Work to complete:
All lines of the listing that contain "separate" should be shown in full.
Content starts
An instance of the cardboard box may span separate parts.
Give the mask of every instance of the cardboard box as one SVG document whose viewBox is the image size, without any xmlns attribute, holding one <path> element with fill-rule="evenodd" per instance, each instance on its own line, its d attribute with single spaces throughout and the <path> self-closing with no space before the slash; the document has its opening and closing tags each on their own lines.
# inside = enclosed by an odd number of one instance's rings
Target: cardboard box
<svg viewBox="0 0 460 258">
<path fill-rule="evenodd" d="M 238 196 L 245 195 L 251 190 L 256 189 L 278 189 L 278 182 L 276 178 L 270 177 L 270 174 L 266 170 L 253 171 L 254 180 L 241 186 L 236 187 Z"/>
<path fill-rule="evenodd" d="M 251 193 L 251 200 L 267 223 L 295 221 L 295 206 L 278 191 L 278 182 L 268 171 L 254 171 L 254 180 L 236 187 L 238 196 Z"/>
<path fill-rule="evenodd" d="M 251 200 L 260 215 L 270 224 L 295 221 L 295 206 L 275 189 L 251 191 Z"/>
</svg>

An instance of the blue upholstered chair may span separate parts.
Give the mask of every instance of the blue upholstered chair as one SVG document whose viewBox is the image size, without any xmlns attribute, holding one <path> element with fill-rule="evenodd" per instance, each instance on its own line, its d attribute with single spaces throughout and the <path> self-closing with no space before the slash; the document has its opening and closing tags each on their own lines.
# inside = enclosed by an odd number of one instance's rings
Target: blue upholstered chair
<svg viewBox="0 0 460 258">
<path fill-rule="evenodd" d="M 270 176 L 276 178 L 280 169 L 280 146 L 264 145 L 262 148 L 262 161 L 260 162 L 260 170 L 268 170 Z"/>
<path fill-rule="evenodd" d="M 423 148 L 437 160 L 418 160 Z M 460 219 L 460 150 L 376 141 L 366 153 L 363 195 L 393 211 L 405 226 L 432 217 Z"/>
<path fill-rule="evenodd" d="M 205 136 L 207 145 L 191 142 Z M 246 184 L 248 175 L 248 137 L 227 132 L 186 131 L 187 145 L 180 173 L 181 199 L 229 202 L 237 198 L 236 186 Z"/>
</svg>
Content ends
Completed task:
An instance of the cardboard box may span separate parts.
An instance of the blue upholstered chair may span separate parts.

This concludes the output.